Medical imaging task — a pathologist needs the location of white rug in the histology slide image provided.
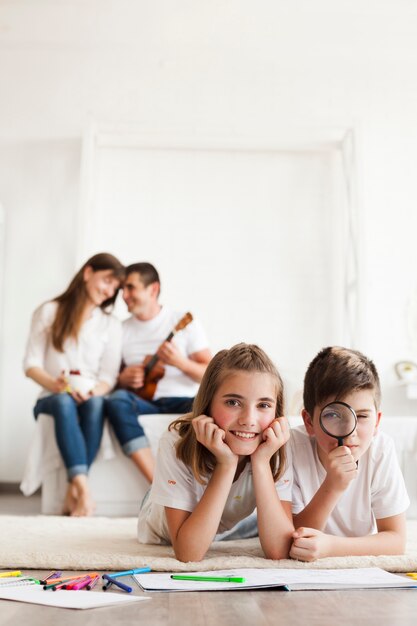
[0,515,417,572]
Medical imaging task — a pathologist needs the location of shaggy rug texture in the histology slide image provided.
[0,515,417,572]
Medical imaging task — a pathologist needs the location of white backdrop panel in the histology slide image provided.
[82,145,345,404]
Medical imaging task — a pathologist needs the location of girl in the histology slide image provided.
[24,253,124,516]
[138,343,293,561]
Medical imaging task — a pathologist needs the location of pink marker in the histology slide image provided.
[67,576,92,591]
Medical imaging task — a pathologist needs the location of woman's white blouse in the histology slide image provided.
[23,302,122,396]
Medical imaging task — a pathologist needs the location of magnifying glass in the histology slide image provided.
[319,402,358,446]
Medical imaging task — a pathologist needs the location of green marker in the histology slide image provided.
[171,574,246,583]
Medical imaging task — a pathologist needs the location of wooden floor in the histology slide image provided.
[0,493,417,626]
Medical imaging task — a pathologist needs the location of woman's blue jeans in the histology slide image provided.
[34,393,104,480]
[105,389,194,456]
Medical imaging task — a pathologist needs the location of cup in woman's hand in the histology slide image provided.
[67,370,95,396]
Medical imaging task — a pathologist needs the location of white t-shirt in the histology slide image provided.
[122,306,208,400]
[23,301,122,397]
[290,426,410,537]
[138,430,292,544]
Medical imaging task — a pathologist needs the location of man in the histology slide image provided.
[106,263,211,482]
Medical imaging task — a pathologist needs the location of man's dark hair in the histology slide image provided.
[126,263,161,292]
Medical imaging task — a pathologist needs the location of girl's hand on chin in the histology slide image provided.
[192,415,239,465]
[252,417,290,462]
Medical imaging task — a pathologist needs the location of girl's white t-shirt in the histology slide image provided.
[138,430,292,544]
[290,426,410,537]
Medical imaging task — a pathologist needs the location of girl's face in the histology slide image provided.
[210,371,277,456]
[84,267,120,306]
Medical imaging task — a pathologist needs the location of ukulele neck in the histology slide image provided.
[145,331,175,378]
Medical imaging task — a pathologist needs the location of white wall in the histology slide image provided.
[0,0,417,480]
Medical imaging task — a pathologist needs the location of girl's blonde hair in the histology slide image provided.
[169,343,286,484]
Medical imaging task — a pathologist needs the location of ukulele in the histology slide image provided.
[134,313,193,400]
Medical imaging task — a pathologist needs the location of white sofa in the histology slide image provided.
[20,414,177,516]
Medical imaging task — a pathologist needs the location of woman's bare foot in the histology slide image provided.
[62,483,76,515]
[70,474,96,517]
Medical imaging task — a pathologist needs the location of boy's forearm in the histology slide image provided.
[328,531,405,556]
[294,482,343,530]
[172,465,236,561]
[252,463,294,559]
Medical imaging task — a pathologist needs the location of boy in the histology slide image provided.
[290,347,410,561]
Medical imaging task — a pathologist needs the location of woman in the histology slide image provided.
[24,253,124,516]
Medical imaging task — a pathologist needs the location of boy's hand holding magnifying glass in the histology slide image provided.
[319,401,358,491]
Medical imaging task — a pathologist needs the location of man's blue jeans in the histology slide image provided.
[105,389,194,456]
[34,393,104,480]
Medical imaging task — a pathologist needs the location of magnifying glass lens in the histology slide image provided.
[320,402,356,438]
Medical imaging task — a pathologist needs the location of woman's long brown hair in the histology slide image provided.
[169,343,286,484]
[51,252,124,352]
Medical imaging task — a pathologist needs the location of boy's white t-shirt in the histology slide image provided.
[138,430,292,544]
[290,426,410,537]
[122,306,208,400]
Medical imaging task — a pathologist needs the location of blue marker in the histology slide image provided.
[112,567,152,578]
[102,574,133,593]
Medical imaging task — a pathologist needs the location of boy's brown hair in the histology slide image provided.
[303,346,381,417]
[169,343,286,484]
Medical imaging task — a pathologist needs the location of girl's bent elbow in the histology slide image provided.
[174,548,205,563]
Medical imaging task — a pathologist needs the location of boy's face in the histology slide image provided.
[303,389,381,465]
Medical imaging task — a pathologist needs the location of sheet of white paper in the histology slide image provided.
[135,567,413,591]
[0,585,150,609]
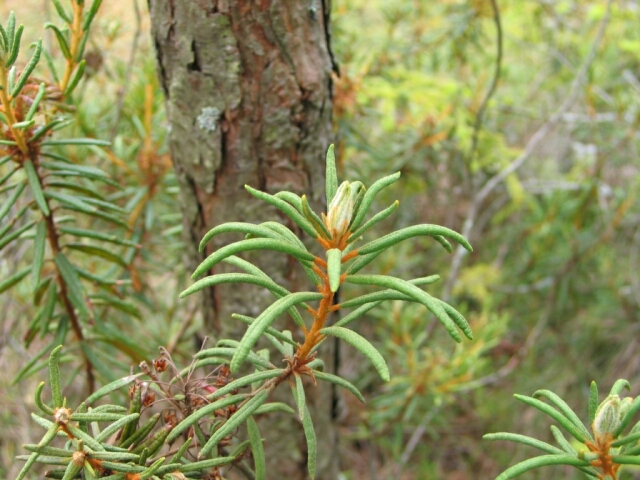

━━━━━━━━━━━━━━━━━━━━━━━━━━━━━━

* Written problem
Pick out every line in the records above that contains the word "ukulele", matching case exactly, and copy each one in full.

* Answer to this task
Medical imaging task — a pathologist needs the location of ukulele neck in the histology slide image provided.
Medical imaging task — a pathologist needs the location of ukulele in the histology slide image provided.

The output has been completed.